**Fragmento proporcionado**
Luego, encontramos la “Introducción”, planteamiento sesudo y de contenido conceptual profundo, de presentación sencilla, al alcance de todos, elaborada por Jaime Bernal en un lenguaje claro y preciso que hace posible la comprensión del complejo mundo teórico y biográfico de la nueva ciencia; además, muestra a lo largo de estas primeras páginas de su trabajo esa innegable faceta de investigador y su constante preocupación por los estudios lingüísticos, como gran conocedor de los caminos y los rumbos que ha tomado la ciencia del lenguaje desde sus comienzos hasta el día de hoy. Es, pues, esta parte de la obra un sucinto recorrido por el estructuralismo, el generativismo, la lingüística textual, la cognitiva y las demás disciplinas que han surgido desde el seno de la lingüística, al amparo de las diversas ciencias conexas que fortalecen los estudios del lenguaje.

**Contenido de datos**
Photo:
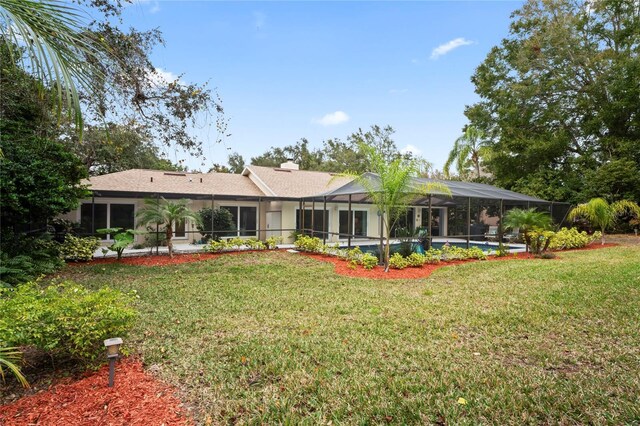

**Objetivos**
1) Según el fragmento proporcionado, ¿quién elaboró la “Introducción” de la obra?
2) Indica si cada afirmación coincide con el fragmento proporcionado, respondiendo sí o no y citando las palabras decisivas: (a) La “Introducción” está redactada en un lenguaje oscuro y difícil. (b) Esa parte de la obra recorre el estructuralismo y el generativismo. (c) La presentación de la “Introducción” está al alcance de todos.
3) Prosigue el fragmento sobre la “Introducción” de Jaime Bernal a partir de su última oración.
Las líneas no tienen ningún papel en lo que aquí se pide.

**Respuestas**
1) La elaboró Jaime Bernal.

2) (a) No: «en un lenguaje claro y preciso». (b) Sí: «un sucinto recorrido por el estructuralismo, el generativismo». (c) Sí: «de presentación sencilla, al alcance de todos».

3)
La segunda parte la conforma el contenido del trabajo en sí. En ella se cumple el propósito del autor: “dar cuenta de una serie de lingüistas cuyas aportaciones han sido decisivas para el desarrollo y consolidación de la ciencia del lenguaje” (p. 1) en el siglo xx. Dos largos años de inquieta actividad investigativa se consumieron en la escritura de los borradores de estas páginas, pues el profesor Bernal, entre 2003 y 2004, como investigador titular del Instituto Caro y Cuervo, revisó muchas obras y cientos de páginas en la biblioteca de Yerbabuena y otras de Bogotá, para lograr el texto que afortunadamente tenemos hoy en nuestras manos. Según el autor, en Colombia, México y Argentina se ha trabajado mucho en el campo de la lingüística, pero stricto sensu no puede hablarse de una escuela lingüística colombiana, argentina o mexicana, por lo que el cuerpo de esta obra está conformado por lingüistas de Europa y Estados Unidos, en su gran mayoría, de “donde han salido los adalides más señeros y las más novedosas teorías”.

Para la organización del objeto del trabajo, los autores seleccionados se ordenaron alfabéticamente, y en cada caso se incluyó una reseña biográfica, acompañada de comentarios sucintos a sus obras o, en ocasiones, a una obra en especial, además de una lista de los trabajos más importantes. Según Bernal Leongómez, éste no es un estudio exhaustivo de cada autor, ni de sus obras, porque, seguramente, ese tratamiento ya se encuentra expuesto en manuales pensados para tal fin (el Diccionario enciclopédico de las ciencias del lenguaje de Todorov, el Diccionario de lingüística de Dubois, La lingüística. Guía alfabética de Martinet).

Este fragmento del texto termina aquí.